→ **About this task**
The entries that follow should be reproduced exactly, with no images carried over.

--- Provided material ---

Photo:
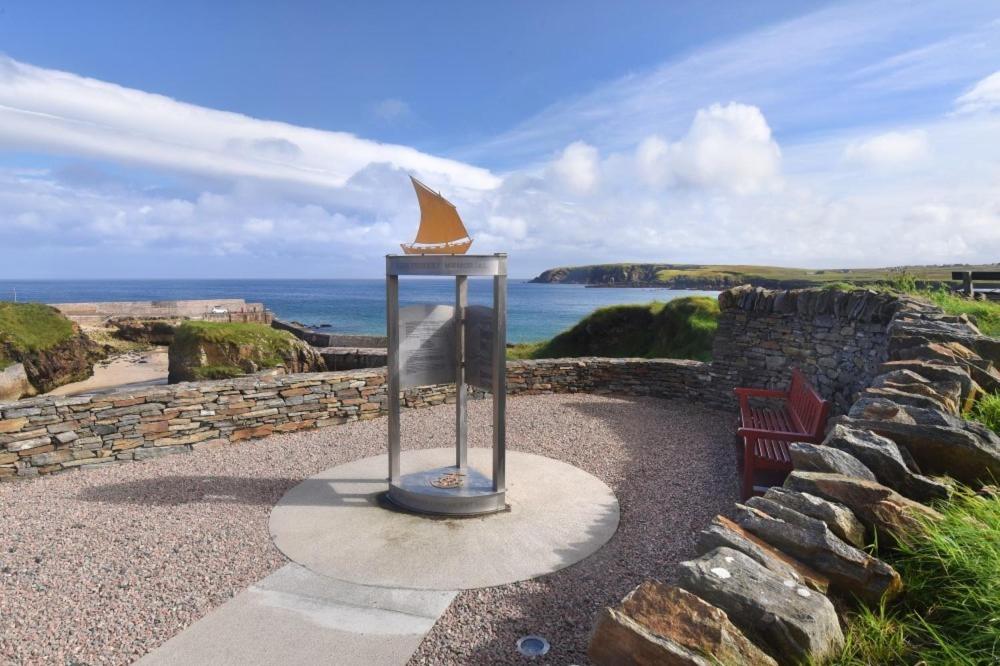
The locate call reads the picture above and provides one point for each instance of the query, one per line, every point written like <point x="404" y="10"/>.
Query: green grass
<point x="987" y="411"/>
<point x="719" y="275"/>
<point x="206" y="372"/>
<point x="266" y="343"/>
<point x="985" y="313"/>
<point x="681" y="328"/>
<point x="950" y="611"/>
<point x="30" y="327"/>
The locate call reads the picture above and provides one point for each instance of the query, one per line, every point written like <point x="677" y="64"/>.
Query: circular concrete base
<point x="334" y="525"/>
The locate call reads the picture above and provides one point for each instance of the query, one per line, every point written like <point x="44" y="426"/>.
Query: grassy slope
<point x="738" y="274"/>
<point x="267" y="344"/>
<point x="950" y="611"/>
<point x="30" y="327"/>
<point x="681" y="328"/>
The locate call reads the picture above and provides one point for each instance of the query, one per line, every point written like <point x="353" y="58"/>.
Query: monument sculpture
<point x="440" y="343"/>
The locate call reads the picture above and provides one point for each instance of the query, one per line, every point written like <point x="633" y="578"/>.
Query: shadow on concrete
<point x="180" y="490"/>
<point x="672" y="465"/>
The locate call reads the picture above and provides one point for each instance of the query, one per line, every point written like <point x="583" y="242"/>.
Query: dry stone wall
<point x="53" y="434"/>
<point x="760" y="590"/>
<point x="837" y="338"/>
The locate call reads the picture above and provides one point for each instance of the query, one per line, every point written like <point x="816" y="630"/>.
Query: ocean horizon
<point x="534" y="311"/>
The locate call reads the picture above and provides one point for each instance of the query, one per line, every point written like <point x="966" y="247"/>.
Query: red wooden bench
<point x="796" y="415"/>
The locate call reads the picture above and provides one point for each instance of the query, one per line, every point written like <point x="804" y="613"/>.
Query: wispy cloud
<point x="862" y="134"/>
<point x="47" y="110"/>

---

→ **Task result**
Photo:
The locate call reads the picture above and provides one point for each instance of the query, one per line, every point written like <point x="404" y="10"/>.
Query: green grass
<point x="987" y="411"/>
<point x="719" y="275"/>
<point x="206" y="372"/>
<point x="266" y="343"/>
<point x="985" y="313"/>
<point x="681" y="328"/>
<point x="950" y="611"/>
<point x="30" y="327"/>
The locate call reads the picture above and provides one point for each instance of the query, one per line, every point written like <point x="677" y="64"/>.
Query: circular concrete base
<point x="334" y="525"/>
The locate call reads the picture above and provides one point for each instance of the query, one per line, every point written like <point x="44" y="426"/>.
Query: grassy slope
<point x="738" y="274"/>
<point x="267" y="344"/>
<point x="950" y="611"/>
<point x="30" y="327"/>
<point x="681" y="328"/>
The locate call reads the picture above and provides one point for each instance of the query, one per line, every point written like <point x="353" y="58"/>.
Query: monument sculpture
<point x="440" y="343"/>
The locate call reads the picture above and provides one point for each instance of the query, one per line, every point written like <point x="633" y="578"/>.
Query: shadow on concrete
<point x="180" y="490"/>
<point x="672" y="465"/>
The locate call reads the picture above and provides one point for each instance of the query, one per line, every point written like <point x="583" y="242"/>.
Query: dry stone wall
<point x="53" y="434"/>
<point x="760" y="590"/>
<point x="837" y="338"/>
The locate call reads the picture above and provides one point for each instance of the query, one per line, every point written like <point x="816" y="630"/>.
Query: ocean horizon
<point x="534" y="311"/>
The locate call reads the picture above and provides one point for each instance of the query, one per line, every point written like <point x="966" y="247"/>.
Query: red wooden bench
<point x="796" y="415"/>
The locate call reads the picture above and provides one point for each instance of the query, one per line, every point written like <point x="804" y="613"/>.
Query: wispy cloud
<point x="862" y="134"/>
<point x="47" y="110"/>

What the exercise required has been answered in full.